**Material to process**
....................

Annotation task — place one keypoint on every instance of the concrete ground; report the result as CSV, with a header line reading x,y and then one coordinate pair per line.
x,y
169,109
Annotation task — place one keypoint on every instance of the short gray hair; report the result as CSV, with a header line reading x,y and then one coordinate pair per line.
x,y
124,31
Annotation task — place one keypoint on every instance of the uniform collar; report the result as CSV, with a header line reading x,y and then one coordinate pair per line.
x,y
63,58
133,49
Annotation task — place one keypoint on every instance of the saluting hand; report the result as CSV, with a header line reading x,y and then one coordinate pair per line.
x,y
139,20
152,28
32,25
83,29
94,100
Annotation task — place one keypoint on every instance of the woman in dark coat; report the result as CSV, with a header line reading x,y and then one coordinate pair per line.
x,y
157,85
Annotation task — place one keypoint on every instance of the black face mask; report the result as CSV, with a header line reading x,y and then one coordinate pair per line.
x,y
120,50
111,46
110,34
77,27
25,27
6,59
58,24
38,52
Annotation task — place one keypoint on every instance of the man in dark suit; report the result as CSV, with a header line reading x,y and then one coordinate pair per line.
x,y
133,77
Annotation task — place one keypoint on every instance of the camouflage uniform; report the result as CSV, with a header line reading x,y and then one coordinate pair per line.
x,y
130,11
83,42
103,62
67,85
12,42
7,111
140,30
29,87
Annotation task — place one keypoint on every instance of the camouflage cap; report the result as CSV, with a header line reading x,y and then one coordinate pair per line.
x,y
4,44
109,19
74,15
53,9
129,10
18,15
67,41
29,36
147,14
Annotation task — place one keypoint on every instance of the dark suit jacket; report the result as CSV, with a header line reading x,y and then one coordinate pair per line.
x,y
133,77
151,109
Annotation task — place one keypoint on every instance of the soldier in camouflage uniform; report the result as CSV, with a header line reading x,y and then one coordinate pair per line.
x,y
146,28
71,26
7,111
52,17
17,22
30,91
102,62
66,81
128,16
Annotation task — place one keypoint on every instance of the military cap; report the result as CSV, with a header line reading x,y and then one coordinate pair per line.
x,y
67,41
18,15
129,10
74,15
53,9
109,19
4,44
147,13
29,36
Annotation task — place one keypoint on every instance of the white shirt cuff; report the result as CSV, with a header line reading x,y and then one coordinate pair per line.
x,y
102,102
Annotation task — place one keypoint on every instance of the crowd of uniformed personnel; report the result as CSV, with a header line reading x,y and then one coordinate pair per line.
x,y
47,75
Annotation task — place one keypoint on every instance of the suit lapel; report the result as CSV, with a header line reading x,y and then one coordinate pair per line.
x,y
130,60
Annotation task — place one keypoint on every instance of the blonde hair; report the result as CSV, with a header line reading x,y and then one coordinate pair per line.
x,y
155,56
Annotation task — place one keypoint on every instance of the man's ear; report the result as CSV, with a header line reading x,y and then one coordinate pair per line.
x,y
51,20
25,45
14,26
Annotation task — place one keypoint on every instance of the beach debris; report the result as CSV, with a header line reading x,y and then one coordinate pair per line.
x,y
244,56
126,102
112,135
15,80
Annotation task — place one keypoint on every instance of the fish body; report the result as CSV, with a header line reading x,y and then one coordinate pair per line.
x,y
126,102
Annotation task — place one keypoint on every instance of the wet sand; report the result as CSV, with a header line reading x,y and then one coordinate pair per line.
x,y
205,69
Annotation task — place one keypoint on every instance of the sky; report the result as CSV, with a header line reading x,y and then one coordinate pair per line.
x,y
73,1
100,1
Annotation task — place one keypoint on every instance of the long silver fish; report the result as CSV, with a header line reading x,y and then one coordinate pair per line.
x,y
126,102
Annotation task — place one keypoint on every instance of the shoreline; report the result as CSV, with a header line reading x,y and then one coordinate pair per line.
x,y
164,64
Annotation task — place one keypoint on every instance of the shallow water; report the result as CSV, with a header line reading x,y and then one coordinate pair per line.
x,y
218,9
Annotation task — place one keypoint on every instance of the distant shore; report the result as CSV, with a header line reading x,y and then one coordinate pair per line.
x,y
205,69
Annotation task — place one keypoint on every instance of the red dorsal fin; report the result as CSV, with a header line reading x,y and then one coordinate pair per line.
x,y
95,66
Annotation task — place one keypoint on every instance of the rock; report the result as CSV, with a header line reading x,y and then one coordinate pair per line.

....................

Extract the listing in its entirety and repeat it exactly.

Annotation task — place one keypoint on every instance of the concrete ground; report the result as CSV, with a header line reading x,y and then one coordinate pair per line.
x,y
169,109
Annotation task — place one keypoint on every instance of the short gray hair; report the result as CSV, with a header line reading x,y and then one coordinate pair per line.
x,y
124,31
Annotation task — place one keypoint on every instance of the uniform collar; report the result as CSV, with a header line reading x,y and then one coordinate pair per line.
x,y
63,58
133,49
Annotation task — place one keypoint on every instance of the saluting hand; report the result as CSV, with a header line reading x,y and then one coordinate pair per line.
x,y
139,20
152,28
32,25
83,29
94,100
Annotation task — place one keypoint on every instance of the woman in dark coat; report the result as CSV, with a header line reading x,y and then one coordinate pair per line.
x,y
157,85
Annotation task — place one keypoint on every instance of the black face mask; report the result as CSV, with a header line reading x,y and then one coordinate pair per line.
x,y
120,50
111,46
110,34
77,27
25,27
6,59
58,24
38,52
Annotation task — place one keypoint on every instance of the man in dark suit; report the result as CSV, with a header line reading x,y and then one coordinate pair per line.
x,y
133,77
Annotation task — place one keypoint on every instance of the camouflage uniform; report the result as CSV, with a header line reading x,y and then one coordinate pair per line.
x,y
130,11
83,42
103,62
67,85
12,42
7,111
140,30
29,87
Annotation task — place one keypoint on every instance of the camouflage cap; report the result as CSV, with a header line reading x,y and then one coordinate pair per line.
x,y
4,44
109,19
74,15
53,9
129,10
18,15
67,41
29,36
147,14
Annotation task — place one keypoint on every instance of the dark suit jacket; report the result as CSV, with a header line reading x,y and then one coordinate pair per line.
x,y
133,77
151,109
Annotation task — place one keypoint on every instance of the soldier in camouflage uniform; report the result as CSV, with a header line reading x,y and then one coordinate pair per line.
x,y
146,28
71,26
7,111
52,17
17,22
30,91
102,62
66,81
128,16
Annotation task — place one keypoint on every instance of the military cap; report the result as CSV, with a header line reading x,y and then one coordinate pair per line.
x,y
67,41
18,15
129,10
74,15
53,9
109,19
4,44
147,13
29,36
Annotation task — place one keypoint on every instance of the white shirt cuff; report the result as CSV, with a header line reading x,y and then one coordinate pair per line.
x,y
102,102
Annotation task — place one keypoint on every instance of the crowd of uniformed personnel; report the result as CSV, with a header line reading x,y and then one coordinate pair per line.
x,y
47,75
Annotation task — place one keypoint on every instance of the suit lapel; report the result as CSV, with a header line reading x,y and then one coordinate pair per line.
x,y
130,60
Annotation task — place one keypoint on every instance of the blonde hair; report the result as CSV, with a header line reading x,y and then one coordinate pair per line.
x,y
155,56
Annotation task — place one keypoint on every instance of the man's ear; report the result as CSV, with a header line reading x,y and then one coordinate pair per line.
x,y
51,20
25,45
14,26
Annotation task — place one keypoint on every instance of the beach debris; report the result as CSV, with a header line reading x,y and then one coordinate pair per line.
x,y
244,56
126,102
112,135
15,80
Annotation task — place one keypoint on every instance of the fish body; report the result as CSV, with a header line reading x,y and then one coordinate pair per line.
x,y
126,102
Annotation task — place one keypoint on every instance of the wet sand; report the result as CSV, with a header line reading x,y and then one coordinate pair per line.
x,y
205,69
Annotation task — place one keypoint on every instance of the sky; report the result as CSV, with a header line reading x,y and then one coordinate pair per line.
x,y
73,1
100,1
Annotation task — place one keypoint on every instance of the long silver fish; report the result as CSV, with a header line reading x,y and then one coordinate pair per line.
x,y
126,102
Annotation task — place one keypoint on every instance of the shoreline; report the result as CSV, with a header line reading x,y and then one coordinate pair per line.
x,y
164,64
Annotation task — place one keypoint on every instance of the shallow water; report the result as CSV, with a header line reading x,y and then one coordinate pair per line.
x,y
218,9
Annotation task — place one keypoint on every instance of the distant shore; report the result as CSV, with a header line reading x,y and then one coordinate pair per line.
x,y
205,69
Annotation task — place one keypoint on every instance of the red dorsal fin; report the result as CSV, with a header line reading x,y and then one coordinate pair per line.
x,y
95,66
Annotation task — place one keypoint on every instance of the rock; report the result as CSV, with a header line reading x,y and then one coordinate pair per line.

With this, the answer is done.